#### [Work required]
The answer should be the lines from the one with "Target: school building" through the final line of the entries, restated word for word.

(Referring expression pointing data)
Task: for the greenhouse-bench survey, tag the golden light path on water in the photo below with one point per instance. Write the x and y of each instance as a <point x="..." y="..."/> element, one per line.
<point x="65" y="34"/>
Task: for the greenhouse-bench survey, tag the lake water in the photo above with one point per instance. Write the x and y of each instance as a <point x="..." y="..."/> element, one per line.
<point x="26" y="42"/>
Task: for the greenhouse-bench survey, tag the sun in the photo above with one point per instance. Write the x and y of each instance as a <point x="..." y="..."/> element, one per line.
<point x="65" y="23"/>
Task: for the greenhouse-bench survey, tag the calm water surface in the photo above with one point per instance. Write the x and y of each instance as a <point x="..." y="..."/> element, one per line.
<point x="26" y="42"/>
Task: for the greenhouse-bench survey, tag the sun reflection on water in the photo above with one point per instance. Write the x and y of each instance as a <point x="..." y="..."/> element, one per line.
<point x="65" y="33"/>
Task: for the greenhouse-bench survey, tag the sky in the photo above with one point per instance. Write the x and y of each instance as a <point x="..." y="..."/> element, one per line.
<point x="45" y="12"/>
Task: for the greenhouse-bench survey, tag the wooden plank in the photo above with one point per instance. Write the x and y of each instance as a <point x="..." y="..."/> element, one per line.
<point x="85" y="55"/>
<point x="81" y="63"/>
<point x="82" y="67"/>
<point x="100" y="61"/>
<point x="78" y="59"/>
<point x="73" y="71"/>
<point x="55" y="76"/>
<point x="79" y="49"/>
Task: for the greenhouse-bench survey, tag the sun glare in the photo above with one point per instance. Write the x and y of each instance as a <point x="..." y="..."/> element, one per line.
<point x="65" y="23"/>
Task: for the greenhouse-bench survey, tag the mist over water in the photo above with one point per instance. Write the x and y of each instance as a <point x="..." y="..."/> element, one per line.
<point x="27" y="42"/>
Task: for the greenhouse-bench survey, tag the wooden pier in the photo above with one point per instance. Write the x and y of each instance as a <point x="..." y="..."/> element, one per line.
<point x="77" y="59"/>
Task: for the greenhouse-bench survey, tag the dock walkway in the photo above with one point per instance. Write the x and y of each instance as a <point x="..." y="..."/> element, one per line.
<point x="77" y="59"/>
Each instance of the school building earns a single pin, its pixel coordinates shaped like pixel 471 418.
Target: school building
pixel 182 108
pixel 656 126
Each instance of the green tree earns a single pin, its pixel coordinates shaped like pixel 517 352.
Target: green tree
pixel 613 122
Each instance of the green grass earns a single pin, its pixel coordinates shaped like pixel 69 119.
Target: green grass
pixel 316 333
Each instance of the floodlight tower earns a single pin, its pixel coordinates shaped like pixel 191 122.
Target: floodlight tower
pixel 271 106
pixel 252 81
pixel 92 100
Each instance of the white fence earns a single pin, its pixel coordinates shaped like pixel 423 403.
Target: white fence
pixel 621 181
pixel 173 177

#### [Answer box]
Target: school building
pixel 182 108
pixel 656 126
Each instance of the green tree earns a single pin, its pixel coordinates shaped like pixel 517 352.
Target: green tree
pixel 613 122
Each instance of the green grass earns a single pin, its pixel coordinates shaped like pixel 69 119.
Target: green grass
pixel 316 333
Each instance of the floodlight tower earns a single pin, its pixel coordinates shaped like pixel 191 122.
Target: floodlight tower
pixel 271 106
pixel 252 81
pixel 92 100
Each instance of the white fence earns a single pin, its pixel coordinates shaped like pixel 423 403.
Target: white fence
pixel 621 181
pixel 173 177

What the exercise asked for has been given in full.